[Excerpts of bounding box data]
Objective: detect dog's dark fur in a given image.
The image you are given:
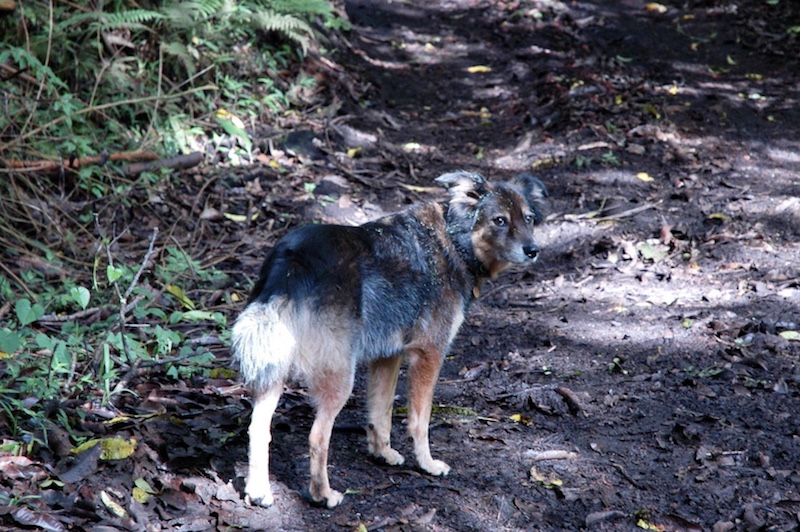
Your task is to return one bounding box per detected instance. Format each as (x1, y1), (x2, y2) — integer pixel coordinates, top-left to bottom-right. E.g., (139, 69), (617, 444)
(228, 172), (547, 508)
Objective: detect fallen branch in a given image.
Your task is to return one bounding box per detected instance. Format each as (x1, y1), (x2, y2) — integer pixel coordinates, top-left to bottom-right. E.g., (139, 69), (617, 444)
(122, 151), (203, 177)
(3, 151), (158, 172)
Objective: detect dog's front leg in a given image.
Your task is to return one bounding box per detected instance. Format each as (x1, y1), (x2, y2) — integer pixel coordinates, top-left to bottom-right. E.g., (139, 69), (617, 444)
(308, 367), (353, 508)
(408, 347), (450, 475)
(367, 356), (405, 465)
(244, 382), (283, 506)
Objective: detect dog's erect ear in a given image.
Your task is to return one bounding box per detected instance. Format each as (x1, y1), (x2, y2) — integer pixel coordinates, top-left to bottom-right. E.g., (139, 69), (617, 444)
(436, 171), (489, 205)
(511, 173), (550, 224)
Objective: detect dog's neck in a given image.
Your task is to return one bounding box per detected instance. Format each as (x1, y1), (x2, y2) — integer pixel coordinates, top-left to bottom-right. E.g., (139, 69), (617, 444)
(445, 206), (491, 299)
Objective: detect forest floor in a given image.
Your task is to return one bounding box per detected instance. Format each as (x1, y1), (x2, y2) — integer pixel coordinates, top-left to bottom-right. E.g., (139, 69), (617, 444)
* * *
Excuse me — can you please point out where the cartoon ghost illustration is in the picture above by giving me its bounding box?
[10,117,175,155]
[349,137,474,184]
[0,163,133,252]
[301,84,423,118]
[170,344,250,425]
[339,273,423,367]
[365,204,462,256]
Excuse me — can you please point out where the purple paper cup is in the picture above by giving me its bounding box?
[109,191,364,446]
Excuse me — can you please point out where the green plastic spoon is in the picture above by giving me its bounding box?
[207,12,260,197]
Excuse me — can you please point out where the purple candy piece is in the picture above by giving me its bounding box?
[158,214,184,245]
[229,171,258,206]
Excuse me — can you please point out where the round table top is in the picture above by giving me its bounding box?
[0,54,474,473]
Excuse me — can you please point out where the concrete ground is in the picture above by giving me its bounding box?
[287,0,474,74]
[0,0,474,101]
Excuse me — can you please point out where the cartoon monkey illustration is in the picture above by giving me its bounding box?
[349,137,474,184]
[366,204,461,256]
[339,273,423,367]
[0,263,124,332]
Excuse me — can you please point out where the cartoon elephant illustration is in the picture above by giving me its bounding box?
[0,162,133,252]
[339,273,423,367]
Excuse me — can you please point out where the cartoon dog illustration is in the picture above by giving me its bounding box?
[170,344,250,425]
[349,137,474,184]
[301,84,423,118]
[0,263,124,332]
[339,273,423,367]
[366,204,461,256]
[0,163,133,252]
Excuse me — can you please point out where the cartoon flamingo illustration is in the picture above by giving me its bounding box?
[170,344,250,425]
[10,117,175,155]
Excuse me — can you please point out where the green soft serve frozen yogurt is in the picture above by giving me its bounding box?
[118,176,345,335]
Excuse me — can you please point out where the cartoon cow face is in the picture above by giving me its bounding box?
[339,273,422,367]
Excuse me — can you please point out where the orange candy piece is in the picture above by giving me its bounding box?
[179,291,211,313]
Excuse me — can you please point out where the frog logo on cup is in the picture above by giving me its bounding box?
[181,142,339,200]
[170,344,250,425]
---
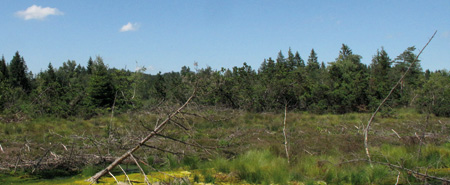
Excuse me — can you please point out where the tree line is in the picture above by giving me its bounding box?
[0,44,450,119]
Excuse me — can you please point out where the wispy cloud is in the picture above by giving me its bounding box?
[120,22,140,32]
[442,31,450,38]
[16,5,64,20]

◆ Exercise goal
Turn the entries from the line that contains "Objective: detect dog's dark" through the line that contains "(3, 151), (158, 172)" into a JSON list of strings, one string per line, with blank lines left out. Leave the pictures out of the list.

◆ Exercise answer
[
  "Objective: detect dog's dark fur in a given image.",
  "The image you are given:",
  "Your task is to return one bounding box per detected instance. Format each as (x1, y1), (x2, y2) — integer pixel coordinates, top-left to bottom-right. E.g., (139, 69), (617, 444)",
  "(228, 172), (547, 508)",
  "Objective: detect fallen branch in a given image.",
  "Your task is to return one bounding box per detected instance. Format each as (x1, y1), (x2, y2) — integer pixel coordinates, top-left to bottom-right. E.g., (139, 69), (617, 444)",
  "(122, 151), (203, 177)",
  "(3, 151), (158, 172)"
]